Supplied passage:
<<<<

More reasons for not trying to eat some kind of animals if we are not in a survival situation.
Here,in the countryside the people who install their cabins and houses,are killing species like the snakes. There are not many víboras de cascabel nowadays.
In the past our native northern indigenous sometimes ate them , but now everything is a matter of superstition or fear.
The truth is that we are occupying the land of the animals; or even worse,the devastation of the nature makes the species to migrate looking for food and refuge.

Santa Devastación,Batman.


----------



## Timothy (Sep 13, 2011)

tzotzil said:


> Thanks,Tim.
> More reasons for not trying to eat some kind of animals if we are not in a survival situation.
> Here,in the countryside the people who install their cabins and houses,are killing species like the snakes. There are not many víboras de cascabel nowadays.
> In the past our native northern indigenous sometimes ate them , but now everything is a matter of superstition or fear.
> ...


 
Holy Devastation indeed, tzotzil!

Mankind is the only creature on earth that is aware of causing it's own future death and not seeming to care enough to stop it.

"I have mine and I don't care about anyone else" seems to be everyone's logic these days.

Man, you need to come to Florida if you want Rattlesnakes. We have plenty!

Here's one that was caught just down the road from my house:


----------



## giggler (Sep 13, 2011)

Tzotsil, has shared a fantastic recipe here..

I know it looks complicated, but Mole is not hard..

Think Indian Curry, it's very close..

There are really only 3 Ingredients to Mole...

Also, I think the word Mole simply means Sauce, so you can "Mole" anything.. Chicken usually, but beef or pork, shrimp or even vegitables..

and for Luca, Bollaise, and Pecanis... you will never be able to make this exact recipe..

every Abualita (Litttle Grandma) makes this differently... Use the things that grow near you...

I have no Idea what type of peppers are availible in Canada, or Serbia... Ramps fo NJ. use the locall stuff!

Here's my recipe..

1. Spices and peppers...what ever grows in your Grandmaw's back yard in the fall...dry them out then grind them in a blender...

not often Hot, but spicy...

2. Nuts...

Pumpkin seeds are very traditional, but anything will work... Almonds, Pistacios, any oily nut... Peanuts work well, but carefull here of allargies.. but even a jar of Peannut Butter works well..

3. Chocolat.. not like American Chocolatt chips.. but more like Bittersweet Chocolatt

just a bit, In Mexico a Cup of Hot Chocolat is more like a cup of Esspresso

so make this Mole Paste and set it asside

Cut up a whole chicken and brown it well, then stew it with your favorite veggies..

then add the paste for the last 1 hour..

You think it would be served over rice or noodles..

But it's normally served on it's own with a side of rice, red/yellow with saffron and a bowl of very wet Borracho Beans..

Thank You Tzotzil!

Eric, Austin, Tx.


----------



## pacanis (Sep 13, 2011)

"and for Luca, Bollaise, and Pecanis... you will never be able to make this exact recipe.."

Did you bring me into this thread? I didn't even reply here 
I buy Dondé Maria Molé.

>>>>

Instructions for the task:
Rewrite the forum thread from "so make this" to "Eric, Austin, Tx.", swapping "rice" for "couscous".

Extracted data:
<<<<

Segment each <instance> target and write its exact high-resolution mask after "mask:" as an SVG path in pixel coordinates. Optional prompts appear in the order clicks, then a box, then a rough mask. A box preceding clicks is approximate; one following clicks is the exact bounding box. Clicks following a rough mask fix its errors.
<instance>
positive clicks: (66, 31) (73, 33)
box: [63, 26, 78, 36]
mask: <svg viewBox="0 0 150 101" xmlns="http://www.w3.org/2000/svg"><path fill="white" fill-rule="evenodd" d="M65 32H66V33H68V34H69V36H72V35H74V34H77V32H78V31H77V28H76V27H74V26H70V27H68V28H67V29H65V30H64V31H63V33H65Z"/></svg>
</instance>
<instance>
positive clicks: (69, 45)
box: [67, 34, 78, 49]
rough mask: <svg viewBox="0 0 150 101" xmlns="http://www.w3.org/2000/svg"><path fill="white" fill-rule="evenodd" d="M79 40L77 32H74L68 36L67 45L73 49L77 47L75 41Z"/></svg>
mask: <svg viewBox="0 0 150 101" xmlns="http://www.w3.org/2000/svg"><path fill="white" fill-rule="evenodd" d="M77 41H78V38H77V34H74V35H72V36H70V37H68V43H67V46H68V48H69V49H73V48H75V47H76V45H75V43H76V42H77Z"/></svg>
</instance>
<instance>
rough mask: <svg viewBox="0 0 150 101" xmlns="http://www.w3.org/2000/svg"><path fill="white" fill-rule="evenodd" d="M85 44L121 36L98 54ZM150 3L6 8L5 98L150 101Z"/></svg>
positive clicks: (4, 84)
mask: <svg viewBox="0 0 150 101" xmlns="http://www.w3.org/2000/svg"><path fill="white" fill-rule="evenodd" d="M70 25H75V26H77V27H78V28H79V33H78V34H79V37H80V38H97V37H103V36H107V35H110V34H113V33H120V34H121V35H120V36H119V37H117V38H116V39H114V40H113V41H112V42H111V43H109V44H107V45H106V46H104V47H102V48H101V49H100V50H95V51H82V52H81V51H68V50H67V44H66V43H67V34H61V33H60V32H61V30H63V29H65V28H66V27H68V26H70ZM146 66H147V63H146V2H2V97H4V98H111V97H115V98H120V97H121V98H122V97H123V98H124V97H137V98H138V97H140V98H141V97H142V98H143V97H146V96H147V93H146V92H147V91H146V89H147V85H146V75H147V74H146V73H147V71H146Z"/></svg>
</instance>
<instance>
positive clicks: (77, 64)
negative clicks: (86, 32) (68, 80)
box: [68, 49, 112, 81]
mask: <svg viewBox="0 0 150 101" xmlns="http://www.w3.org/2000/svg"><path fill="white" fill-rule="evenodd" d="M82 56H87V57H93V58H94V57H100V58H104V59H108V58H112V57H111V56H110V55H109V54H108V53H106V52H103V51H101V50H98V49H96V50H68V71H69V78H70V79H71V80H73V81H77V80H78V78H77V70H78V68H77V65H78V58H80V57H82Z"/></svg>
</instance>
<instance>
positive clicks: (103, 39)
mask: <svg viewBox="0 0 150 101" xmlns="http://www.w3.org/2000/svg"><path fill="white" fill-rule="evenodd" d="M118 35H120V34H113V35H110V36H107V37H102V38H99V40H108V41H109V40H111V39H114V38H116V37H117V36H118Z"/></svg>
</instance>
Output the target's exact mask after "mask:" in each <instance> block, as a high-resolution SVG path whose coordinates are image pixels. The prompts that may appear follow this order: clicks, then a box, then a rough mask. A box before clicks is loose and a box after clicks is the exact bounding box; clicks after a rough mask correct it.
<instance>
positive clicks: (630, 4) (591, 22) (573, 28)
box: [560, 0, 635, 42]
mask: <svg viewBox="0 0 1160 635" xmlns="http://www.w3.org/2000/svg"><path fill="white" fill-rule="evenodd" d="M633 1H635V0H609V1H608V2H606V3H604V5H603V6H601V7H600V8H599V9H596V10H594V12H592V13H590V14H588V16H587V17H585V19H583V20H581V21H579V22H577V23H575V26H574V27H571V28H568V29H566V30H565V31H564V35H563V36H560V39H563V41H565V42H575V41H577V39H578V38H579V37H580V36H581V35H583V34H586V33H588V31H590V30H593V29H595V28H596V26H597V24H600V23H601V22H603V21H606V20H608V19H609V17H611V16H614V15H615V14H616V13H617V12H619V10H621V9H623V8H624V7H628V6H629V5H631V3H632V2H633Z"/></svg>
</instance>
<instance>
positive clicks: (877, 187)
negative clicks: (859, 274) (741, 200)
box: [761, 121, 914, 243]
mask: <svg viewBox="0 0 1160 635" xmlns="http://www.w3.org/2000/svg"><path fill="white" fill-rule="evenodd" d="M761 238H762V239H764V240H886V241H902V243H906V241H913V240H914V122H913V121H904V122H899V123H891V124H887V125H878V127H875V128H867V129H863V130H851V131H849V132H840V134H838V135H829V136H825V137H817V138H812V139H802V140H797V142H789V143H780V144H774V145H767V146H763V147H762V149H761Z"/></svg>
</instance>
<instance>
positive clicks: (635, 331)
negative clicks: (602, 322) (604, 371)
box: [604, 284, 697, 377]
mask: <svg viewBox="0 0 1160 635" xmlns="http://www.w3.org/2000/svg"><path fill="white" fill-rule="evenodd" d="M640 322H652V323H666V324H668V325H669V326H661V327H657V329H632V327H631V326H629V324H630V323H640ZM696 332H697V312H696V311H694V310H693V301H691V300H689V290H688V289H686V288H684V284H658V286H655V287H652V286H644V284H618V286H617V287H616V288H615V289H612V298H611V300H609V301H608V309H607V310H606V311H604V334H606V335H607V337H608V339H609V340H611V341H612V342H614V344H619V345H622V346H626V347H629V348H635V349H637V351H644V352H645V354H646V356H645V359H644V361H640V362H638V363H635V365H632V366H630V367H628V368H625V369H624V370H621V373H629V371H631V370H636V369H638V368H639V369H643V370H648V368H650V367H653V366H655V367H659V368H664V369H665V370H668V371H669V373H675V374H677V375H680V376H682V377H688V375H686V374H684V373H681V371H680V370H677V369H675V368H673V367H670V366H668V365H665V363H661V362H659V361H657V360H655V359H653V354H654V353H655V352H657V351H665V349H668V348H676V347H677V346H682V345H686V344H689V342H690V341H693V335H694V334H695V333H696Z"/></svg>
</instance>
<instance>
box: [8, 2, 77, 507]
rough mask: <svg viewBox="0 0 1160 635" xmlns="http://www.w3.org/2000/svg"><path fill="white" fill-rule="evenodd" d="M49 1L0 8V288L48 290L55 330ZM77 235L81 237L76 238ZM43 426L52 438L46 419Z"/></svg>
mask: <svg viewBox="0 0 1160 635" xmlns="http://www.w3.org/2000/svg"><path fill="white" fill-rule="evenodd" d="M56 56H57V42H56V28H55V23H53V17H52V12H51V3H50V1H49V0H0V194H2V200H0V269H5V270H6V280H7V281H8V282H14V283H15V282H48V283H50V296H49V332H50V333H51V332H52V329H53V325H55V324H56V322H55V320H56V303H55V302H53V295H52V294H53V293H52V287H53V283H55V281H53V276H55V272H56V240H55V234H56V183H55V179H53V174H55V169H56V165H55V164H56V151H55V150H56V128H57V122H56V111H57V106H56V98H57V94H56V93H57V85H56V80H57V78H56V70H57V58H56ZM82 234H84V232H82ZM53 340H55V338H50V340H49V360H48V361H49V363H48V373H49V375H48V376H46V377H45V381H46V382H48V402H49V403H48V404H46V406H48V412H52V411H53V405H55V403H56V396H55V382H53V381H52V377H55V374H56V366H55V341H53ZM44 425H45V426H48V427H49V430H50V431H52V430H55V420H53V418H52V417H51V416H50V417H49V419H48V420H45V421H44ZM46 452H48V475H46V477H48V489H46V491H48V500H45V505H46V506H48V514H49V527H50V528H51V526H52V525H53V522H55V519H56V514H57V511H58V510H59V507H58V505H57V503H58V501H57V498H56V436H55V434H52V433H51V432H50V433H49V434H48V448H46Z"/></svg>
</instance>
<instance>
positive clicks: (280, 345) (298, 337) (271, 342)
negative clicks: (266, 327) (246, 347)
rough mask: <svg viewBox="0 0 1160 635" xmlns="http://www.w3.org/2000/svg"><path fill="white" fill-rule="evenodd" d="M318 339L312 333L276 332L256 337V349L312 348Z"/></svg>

>>>>

Result below:
so make this Mole Paste and set it asside

Cut up a whole chicken and brown it well, then stew it with your favorite veggies..

then add the paste for the last 1 hour..

You think it would be served over couscous or noodles..

But it's normally served on it's own with a side of couscous, red/yellow with saffron and a bowl of very wet Borracho Beans..

Thank You Tzotzil!

Eric, Austin, Tx.